- [Dataset entries]
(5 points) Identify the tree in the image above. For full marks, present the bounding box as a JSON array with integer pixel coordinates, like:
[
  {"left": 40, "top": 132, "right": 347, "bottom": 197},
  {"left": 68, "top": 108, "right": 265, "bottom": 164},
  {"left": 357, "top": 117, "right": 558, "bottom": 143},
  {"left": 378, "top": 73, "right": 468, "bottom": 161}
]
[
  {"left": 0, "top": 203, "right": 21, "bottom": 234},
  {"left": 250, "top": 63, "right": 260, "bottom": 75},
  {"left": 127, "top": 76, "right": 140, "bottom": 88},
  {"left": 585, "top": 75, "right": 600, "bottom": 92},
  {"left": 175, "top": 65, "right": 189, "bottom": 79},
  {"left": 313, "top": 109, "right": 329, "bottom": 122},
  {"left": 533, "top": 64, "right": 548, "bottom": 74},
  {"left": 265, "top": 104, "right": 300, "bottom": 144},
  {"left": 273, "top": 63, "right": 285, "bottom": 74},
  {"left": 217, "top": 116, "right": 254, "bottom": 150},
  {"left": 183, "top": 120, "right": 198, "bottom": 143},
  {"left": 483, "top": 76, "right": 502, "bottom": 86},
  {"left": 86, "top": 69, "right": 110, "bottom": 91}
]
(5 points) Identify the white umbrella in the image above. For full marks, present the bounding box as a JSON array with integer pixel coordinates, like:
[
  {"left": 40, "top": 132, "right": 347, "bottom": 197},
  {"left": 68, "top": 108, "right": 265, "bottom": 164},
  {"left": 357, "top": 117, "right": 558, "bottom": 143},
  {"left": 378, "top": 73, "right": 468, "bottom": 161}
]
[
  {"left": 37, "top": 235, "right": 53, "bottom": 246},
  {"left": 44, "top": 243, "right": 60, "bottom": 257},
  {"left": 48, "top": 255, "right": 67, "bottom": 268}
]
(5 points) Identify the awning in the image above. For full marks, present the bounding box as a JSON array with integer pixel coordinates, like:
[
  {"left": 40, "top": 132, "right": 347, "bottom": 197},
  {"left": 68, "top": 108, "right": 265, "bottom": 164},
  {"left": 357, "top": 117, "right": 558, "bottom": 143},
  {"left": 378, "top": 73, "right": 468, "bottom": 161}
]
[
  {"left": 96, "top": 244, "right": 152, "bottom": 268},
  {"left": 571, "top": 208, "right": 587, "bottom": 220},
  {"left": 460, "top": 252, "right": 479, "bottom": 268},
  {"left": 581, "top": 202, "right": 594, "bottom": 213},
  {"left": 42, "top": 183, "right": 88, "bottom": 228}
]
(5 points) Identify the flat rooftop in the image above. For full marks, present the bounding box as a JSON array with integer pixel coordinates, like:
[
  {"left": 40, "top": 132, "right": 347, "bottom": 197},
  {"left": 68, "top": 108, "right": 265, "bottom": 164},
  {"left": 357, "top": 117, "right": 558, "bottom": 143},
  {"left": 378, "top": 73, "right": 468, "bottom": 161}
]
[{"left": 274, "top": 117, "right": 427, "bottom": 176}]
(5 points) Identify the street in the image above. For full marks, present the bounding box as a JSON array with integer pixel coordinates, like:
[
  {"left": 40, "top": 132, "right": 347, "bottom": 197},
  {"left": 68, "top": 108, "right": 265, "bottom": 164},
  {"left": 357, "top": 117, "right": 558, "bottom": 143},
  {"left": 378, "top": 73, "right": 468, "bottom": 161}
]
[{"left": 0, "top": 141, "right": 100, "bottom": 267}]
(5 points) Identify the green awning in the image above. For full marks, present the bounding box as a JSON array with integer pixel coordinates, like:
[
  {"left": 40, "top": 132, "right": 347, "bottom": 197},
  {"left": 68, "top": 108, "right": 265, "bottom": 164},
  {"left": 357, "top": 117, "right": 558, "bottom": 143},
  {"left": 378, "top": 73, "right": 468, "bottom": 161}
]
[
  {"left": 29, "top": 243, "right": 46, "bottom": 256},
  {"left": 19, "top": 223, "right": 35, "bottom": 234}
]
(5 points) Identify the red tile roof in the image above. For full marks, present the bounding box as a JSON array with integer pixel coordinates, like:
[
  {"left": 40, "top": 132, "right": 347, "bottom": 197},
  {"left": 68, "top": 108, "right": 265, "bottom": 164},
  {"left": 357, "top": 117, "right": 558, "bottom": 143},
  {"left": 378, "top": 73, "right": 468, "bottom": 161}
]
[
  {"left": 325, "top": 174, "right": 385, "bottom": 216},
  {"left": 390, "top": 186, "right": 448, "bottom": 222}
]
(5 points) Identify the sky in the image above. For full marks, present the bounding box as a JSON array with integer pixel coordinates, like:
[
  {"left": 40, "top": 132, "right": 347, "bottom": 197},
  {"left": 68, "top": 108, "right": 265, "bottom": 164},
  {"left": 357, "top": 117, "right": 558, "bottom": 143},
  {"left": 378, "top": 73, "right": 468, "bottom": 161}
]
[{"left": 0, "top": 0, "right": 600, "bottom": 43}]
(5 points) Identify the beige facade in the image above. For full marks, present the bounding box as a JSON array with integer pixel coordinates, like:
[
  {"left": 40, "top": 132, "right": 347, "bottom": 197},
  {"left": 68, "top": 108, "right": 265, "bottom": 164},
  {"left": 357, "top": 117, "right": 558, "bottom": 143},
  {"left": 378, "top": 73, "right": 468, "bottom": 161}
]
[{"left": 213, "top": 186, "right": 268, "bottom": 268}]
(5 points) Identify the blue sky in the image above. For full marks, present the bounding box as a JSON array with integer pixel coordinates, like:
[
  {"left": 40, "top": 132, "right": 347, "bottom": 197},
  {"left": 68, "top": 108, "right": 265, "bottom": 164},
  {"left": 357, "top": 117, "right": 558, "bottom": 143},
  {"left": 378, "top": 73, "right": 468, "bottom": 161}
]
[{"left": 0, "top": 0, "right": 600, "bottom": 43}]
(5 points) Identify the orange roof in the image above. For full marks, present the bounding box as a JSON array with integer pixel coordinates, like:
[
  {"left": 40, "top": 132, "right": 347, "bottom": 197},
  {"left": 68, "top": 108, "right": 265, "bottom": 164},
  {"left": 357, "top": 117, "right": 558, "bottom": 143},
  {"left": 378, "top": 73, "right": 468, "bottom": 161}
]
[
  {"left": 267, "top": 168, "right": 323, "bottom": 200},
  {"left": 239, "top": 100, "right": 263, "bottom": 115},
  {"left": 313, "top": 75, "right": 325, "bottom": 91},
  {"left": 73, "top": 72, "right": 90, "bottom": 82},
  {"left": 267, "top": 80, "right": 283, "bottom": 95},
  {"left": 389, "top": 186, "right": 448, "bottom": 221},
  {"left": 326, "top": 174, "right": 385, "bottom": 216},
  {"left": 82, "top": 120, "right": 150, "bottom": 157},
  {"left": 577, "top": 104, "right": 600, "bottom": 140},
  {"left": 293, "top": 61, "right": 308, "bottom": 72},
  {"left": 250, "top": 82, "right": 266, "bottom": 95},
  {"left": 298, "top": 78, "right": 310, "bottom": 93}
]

- [What you should do] Copy out every line of the data above that contains the word "awning".

- [Expected answer]
(5 points) Identify the awning in the image above. For full marks, present the bounding box as a JSON array with integer pixel coordinates, like:
(5 points) Identify the green awning in the image above. For full marks, present the bounding box as a JSON array with integer pixel coordinates, like:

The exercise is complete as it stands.